**** ENTRIES PROVIDED ****
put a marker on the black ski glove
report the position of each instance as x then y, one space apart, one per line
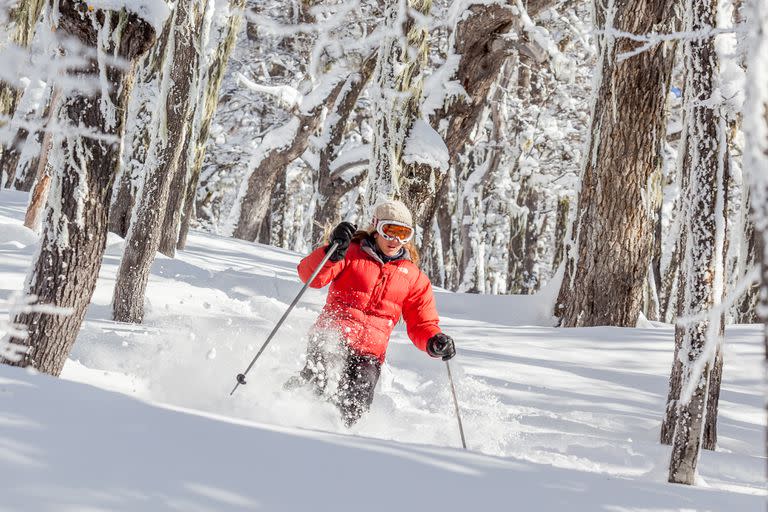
341 234
441 345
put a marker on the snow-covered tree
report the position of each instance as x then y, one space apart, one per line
700 329
613 229
177 63
22 20
85 160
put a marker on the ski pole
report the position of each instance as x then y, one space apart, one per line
456 405
241 376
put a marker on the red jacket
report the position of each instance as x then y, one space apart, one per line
367 297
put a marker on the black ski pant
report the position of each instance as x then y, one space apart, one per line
356 383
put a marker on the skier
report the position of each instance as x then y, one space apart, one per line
374 279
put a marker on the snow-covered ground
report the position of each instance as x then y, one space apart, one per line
555 419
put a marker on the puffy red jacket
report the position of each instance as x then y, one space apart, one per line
367 297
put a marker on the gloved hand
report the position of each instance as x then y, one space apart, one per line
441 345
341 234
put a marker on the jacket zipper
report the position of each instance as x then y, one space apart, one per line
378 291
****
◆ SET PROBLEM
Every entry above is to be set down exactly; the pictures are to be left out.

◆ SOLVED EXERCISE
put a marker on the black ski glove
report the position of each instance as x then y, one space apart, one per line
341 234
441 345
put a marker on the snow-covered tree
report the position of each instance as x then y, one space apart, one per line
700 329
613 229
177 63
22 20
85 160
put a marker on the ski pole
report the position of each instance as x then y, one space apart, one per line
456 405
241 376
put a marker on the red jacket
report the position of each instance as x then y, one space apart, one per line
367 297
put a marker on the black ski pant
report the position of each instance as x then y, one space apart, one per line
356 383
put a marker on the skier
report the position of each instance as x then y, one space apart, one per line
374 279
put a marker on the snow-covered ground
report the position of each instance as x then y, one space apart, one per line
555 419
put a marker on the puffy red jacket
report the position of each instance as x then y, one space apart, one per line
367 297
put a marker on the gloved hand
report the position of each instance as x then y, one space apart, one per line
441 345
341 234
put a marker on the jacket zipper
report the position of each instance as x then y, one space apart, one per line
378 291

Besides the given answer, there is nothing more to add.